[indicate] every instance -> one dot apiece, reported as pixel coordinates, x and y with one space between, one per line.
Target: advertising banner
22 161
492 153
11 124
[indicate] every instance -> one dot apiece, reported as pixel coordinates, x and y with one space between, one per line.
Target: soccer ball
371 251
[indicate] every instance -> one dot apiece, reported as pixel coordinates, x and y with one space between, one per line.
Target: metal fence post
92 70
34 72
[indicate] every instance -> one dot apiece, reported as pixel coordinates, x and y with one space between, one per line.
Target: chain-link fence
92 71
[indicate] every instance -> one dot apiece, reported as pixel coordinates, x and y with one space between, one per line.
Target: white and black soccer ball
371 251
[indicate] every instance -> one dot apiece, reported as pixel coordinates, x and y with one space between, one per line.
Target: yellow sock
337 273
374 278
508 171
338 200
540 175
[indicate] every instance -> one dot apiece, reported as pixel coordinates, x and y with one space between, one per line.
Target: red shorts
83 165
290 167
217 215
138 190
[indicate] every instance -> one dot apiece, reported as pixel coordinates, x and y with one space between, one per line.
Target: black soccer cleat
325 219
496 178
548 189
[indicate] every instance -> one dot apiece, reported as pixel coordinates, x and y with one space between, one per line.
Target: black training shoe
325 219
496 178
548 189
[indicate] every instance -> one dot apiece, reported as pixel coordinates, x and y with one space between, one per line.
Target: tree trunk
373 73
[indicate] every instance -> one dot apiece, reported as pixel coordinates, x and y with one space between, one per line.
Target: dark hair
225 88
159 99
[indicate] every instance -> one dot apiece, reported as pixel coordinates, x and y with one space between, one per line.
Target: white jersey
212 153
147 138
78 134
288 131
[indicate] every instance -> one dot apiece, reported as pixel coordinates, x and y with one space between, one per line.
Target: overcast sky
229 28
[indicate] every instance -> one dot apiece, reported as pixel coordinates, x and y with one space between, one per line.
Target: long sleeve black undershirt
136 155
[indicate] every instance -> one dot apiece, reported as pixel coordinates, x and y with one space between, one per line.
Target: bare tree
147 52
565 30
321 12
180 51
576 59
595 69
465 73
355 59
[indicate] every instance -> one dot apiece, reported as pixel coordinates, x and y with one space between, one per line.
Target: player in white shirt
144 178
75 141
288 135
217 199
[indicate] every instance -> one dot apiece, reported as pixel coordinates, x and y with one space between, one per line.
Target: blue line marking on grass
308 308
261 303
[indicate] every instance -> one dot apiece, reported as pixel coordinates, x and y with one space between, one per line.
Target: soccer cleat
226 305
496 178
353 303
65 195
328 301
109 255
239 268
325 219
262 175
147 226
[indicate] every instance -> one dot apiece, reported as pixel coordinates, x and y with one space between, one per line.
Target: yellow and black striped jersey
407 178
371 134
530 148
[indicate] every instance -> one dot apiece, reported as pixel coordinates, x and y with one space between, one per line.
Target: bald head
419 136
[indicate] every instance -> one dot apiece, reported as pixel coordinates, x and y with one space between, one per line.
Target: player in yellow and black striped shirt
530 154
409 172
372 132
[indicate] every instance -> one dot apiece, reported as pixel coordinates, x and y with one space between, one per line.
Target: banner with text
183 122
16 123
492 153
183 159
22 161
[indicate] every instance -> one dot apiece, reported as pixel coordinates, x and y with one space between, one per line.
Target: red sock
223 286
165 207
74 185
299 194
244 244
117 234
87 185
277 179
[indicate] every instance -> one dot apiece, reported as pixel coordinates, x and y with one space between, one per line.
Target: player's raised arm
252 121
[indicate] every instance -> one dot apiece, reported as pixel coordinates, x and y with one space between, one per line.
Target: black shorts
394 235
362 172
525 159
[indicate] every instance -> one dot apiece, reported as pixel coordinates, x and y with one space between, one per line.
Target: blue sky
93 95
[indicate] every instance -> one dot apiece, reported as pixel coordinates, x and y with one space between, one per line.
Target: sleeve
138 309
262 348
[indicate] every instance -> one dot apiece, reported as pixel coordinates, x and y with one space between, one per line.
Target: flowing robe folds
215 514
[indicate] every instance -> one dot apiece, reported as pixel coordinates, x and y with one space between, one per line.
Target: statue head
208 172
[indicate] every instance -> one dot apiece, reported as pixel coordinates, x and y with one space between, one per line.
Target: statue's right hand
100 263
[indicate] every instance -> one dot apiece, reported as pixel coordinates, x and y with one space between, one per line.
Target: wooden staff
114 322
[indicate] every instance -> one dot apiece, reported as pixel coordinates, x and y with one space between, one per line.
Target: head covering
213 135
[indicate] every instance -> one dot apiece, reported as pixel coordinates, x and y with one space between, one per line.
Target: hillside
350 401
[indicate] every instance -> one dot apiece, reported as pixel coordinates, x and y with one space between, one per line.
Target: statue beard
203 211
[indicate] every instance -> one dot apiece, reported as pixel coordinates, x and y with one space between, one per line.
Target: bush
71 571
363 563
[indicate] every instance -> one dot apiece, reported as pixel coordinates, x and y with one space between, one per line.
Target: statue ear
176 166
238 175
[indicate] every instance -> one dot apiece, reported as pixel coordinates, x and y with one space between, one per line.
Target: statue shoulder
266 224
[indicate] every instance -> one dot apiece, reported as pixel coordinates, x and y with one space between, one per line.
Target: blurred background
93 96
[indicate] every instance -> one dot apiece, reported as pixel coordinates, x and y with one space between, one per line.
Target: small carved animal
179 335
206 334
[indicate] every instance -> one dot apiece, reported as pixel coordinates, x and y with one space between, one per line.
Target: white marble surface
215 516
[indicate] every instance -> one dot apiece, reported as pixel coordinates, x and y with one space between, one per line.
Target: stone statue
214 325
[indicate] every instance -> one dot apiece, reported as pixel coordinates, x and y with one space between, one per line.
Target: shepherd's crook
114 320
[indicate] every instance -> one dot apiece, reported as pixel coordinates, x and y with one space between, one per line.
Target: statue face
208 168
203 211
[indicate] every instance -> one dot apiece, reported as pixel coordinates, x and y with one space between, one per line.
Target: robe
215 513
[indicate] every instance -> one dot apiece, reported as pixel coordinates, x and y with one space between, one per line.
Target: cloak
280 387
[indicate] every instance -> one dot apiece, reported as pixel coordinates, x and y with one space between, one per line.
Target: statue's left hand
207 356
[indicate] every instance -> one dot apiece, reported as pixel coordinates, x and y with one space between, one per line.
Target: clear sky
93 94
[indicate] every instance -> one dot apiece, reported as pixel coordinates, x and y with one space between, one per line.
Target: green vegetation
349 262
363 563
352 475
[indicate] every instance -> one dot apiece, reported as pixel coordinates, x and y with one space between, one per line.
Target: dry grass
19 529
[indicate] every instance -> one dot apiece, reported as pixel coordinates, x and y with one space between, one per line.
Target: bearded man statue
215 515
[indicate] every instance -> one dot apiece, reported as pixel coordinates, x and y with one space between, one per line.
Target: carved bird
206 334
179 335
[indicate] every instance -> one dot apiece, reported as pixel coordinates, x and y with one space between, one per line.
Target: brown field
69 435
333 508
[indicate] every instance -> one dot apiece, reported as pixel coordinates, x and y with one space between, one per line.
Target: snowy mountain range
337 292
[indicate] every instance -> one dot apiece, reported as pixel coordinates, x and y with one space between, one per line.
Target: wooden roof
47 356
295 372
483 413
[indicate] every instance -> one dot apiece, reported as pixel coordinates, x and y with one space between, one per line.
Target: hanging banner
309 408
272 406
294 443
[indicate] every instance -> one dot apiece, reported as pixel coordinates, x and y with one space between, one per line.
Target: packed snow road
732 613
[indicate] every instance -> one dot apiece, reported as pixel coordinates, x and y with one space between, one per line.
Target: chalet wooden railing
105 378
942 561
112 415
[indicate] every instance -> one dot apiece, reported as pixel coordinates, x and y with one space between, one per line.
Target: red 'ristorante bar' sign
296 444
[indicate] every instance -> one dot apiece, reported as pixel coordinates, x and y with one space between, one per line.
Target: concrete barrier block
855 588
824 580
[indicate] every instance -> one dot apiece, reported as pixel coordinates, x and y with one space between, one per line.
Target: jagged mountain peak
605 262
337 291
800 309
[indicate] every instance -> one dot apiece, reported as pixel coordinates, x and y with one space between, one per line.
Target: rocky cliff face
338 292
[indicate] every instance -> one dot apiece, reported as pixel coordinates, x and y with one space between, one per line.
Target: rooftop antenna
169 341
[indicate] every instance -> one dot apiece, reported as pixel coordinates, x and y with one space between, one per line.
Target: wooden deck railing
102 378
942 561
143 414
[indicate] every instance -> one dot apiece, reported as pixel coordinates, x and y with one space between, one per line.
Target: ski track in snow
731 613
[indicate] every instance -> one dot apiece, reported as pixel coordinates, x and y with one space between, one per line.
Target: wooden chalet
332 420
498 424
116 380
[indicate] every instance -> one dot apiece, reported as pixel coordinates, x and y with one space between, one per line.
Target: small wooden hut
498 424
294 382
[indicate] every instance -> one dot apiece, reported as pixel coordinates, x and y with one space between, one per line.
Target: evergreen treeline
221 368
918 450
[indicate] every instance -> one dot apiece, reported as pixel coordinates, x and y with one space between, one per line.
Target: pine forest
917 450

________________

WORK REQUIRED:
Filter the items above, copying every line that contains the string "grass". Case counts.

SOLUTION:
Target: blue line marking on grass
Target: dry grass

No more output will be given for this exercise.